## Problem details
List every individual year that the text below on the West Virginia Democratic Party names, leaving out decades, in the order they appear.

## Text shown
The disaffection of this new group was complete when, with the use of 8 super-delegate votes, the national convention delegation cast 19 votes for Clinton and 18 for Sanders, despite his overwhelming victory in the West Virginia primary. This breach has not yet healed.

In the 2016 general election, Donald Trump and state Republicans won in a landslide; West Virginia vied with Wyoming for producing the highest percentage of Trump votes for president.

In 2018, with no Trump on the ticket, there was a modest comeback for the Democrats, but 2020 was an unmitigated disaster. With Trump again at the top of the ticket, the Republicans swept all statewide offices, the U.S. Senate race and all three congressional seats. And the Legislature, in January, will have Republican supermajorities in both Houses. This downward trend continued at the county levels, where Democrats also experienced big losses.

So the era of the Democrats who came of age in the 1960s and ’70s — one might call it the “Manchin Generation” in West Virginia politics — comes to a close with the biggest electoral disaster since 1928, the election just before the Great Depression — the worst West Virginia Democratic Party performance in 92 years.

But this isn’t just about Trump; the decline had started at least by 2010, back when the idea of him running for president would have been considered a joke.

My conclusion: It’s time to pass the torch to a new generation of West Virginians. My generation took over a strong Democratic Party and let it fall apart, year after year, until there’s almost nothing left.

It’s time for our generation, the young insurgents of the 1960s and ’70s, to step aside, to give up the leadership roles we have so poorly carried out. I firmly believe that the elected party leaders on all levels, from my lowly position as vice chairman of the executive committee of one of the smallest counties in the state (41st in population) all the way up to the officers of the state executive committee, need to make way for a new generation of Democrats.

A longtime party leader, who has resigned all his posts, wrote me:

“I am and will always remain a very proud and dedicated member of the Democratic Party. If I have any remaining role in politics it might be to help mentor and encourage young people who may be willing to pick up the pieces and assume the mantle of responsibility in furthering the important values and principles of our party.”

As a generation of Democrats, we’ve been weighed in the balance and found wanting. If we have a useful role to play, it’s as mentors and advisers to any young leader who might choose to seek our help.

Otherwise, it’s the park bench and the Hardee’s morning coffee group for us.

Yes another cut and paste.   Guilty as charged.  Lol

I thought this was a ' pyro, pass the ranch ' thread

hello i am here. 

Hi!

 

Time for the next generations

to drive evolution 

and hopefully compassion     As well as care and stewardship of our planet

 

 

agreed, lltd. 

 

No doubt about it

 

Our generation will most likely find a way to fuck it up too, haha

Ah but the next generation's gonna be the best one since the Greatest one.

Myself, I raised 2 young adults that are part of the solutions, both with Masters >>

Environmental Scientist + Social Worker

What have you done for our future ?

^w/ nice strong neoliberal ideology. money money money.

## Dataset excerpts
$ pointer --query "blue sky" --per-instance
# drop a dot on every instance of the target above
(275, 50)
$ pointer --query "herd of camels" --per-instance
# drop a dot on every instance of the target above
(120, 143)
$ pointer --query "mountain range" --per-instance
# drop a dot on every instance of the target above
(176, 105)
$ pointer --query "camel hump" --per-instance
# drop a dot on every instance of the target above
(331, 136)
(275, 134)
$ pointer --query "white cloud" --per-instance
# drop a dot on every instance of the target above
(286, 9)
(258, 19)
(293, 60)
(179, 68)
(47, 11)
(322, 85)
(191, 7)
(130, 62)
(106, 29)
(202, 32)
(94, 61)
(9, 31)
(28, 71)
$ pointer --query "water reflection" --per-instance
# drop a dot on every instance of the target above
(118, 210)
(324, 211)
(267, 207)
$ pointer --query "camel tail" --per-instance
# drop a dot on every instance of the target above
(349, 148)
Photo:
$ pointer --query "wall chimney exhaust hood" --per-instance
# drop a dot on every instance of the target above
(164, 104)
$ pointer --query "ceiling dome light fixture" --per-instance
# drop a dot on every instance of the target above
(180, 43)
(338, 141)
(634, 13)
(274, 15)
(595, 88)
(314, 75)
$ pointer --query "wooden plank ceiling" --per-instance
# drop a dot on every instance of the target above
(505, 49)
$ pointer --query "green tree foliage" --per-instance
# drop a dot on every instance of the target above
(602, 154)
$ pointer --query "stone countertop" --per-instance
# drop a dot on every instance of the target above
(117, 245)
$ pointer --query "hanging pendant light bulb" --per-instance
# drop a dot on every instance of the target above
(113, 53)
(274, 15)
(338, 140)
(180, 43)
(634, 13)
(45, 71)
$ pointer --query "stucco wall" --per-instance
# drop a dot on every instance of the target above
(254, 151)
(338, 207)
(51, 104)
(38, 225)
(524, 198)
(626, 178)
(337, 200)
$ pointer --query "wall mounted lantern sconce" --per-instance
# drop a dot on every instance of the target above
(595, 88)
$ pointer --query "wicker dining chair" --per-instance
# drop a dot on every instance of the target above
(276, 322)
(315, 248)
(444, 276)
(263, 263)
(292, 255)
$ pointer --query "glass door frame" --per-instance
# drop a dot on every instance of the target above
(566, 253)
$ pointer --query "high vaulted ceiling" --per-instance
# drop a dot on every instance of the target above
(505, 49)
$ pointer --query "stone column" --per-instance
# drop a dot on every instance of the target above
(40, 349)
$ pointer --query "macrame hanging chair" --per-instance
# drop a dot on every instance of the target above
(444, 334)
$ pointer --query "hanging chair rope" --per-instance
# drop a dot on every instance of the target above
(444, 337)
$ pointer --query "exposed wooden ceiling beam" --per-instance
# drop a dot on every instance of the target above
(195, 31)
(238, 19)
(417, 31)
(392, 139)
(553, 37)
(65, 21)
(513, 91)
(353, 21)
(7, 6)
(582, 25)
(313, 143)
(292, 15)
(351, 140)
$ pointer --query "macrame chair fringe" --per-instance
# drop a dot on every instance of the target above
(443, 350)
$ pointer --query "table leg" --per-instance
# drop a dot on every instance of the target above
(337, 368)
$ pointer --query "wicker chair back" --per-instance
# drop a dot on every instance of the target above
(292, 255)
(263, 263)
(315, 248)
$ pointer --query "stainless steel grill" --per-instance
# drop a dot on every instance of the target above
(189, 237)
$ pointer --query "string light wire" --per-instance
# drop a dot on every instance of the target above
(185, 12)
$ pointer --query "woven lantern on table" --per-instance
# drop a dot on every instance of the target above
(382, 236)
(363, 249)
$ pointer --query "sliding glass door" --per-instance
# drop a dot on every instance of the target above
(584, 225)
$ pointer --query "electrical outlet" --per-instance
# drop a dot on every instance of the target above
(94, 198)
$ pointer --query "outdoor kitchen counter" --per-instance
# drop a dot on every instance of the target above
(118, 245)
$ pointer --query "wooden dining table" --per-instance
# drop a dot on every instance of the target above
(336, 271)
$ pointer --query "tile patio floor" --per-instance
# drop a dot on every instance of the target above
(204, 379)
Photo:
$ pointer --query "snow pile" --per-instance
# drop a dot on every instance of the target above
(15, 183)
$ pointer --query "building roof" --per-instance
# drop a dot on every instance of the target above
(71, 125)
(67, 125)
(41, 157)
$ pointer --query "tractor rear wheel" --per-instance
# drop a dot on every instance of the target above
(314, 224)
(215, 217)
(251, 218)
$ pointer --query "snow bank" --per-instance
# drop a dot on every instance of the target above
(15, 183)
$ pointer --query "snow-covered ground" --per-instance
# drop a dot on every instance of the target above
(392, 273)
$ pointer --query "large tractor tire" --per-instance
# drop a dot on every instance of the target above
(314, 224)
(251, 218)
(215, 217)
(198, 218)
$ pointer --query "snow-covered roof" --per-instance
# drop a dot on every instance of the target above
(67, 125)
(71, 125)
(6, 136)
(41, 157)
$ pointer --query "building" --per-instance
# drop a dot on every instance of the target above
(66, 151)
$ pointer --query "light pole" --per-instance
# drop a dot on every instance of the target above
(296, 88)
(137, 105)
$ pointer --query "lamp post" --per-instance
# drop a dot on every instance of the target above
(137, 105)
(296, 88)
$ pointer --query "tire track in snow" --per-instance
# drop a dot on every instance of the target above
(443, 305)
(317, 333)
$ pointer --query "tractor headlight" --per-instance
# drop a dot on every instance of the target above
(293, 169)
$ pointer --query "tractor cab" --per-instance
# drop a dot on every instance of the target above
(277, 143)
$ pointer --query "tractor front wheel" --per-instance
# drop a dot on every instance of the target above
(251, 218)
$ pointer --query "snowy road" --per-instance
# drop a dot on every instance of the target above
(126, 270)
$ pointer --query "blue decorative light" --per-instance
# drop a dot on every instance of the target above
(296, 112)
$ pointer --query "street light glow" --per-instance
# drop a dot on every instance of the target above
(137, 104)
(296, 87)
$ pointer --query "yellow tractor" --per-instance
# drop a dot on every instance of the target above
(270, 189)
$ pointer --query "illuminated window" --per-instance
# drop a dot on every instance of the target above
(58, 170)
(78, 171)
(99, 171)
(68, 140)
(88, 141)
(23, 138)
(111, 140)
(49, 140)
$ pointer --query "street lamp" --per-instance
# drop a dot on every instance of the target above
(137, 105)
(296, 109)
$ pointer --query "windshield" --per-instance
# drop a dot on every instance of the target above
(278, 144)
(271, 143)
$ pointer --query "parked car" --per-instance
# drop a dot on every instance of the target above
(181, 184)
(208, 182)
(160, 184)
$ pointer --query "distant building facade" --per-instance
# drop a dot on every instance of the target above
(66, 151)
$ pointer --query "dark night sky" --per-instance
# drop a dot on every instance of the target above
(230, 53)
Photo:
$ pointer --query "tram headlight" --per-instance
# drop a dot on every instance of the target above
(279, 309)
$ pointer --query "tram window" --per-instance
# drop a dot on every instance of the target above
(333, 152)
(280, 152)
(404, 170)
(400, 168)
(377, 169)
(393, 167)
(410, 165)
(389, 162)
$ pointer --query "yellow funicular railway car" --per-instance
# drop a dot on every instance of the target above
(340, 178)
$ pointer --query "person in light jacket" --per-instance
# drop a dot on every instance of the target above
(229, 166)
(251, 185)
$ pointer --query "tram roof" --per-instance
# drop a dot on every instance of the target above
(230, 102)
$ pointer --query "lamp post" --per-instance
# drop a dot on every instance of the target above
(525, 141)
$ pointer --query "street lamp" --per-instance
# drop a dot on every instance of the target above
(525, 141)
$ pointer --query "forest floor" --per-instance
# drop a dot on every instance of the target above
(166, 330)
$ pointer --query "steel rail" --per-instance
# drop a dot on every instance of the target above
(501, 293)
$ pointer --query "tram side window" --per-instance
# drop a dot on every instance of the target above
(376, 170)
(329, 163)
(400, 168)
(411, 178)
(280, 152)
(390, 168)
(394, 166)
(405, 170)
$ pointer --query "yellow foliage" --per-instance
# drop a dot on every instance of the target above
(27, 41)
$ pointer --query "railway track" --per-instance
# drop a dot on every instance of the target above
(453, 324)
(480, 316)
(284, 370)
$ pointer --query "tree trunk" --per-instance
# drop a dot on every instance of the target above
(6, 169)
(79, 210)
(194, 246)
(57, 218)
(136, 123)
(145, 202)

## Expected output
2016, 2018, 2020, 1928, 2010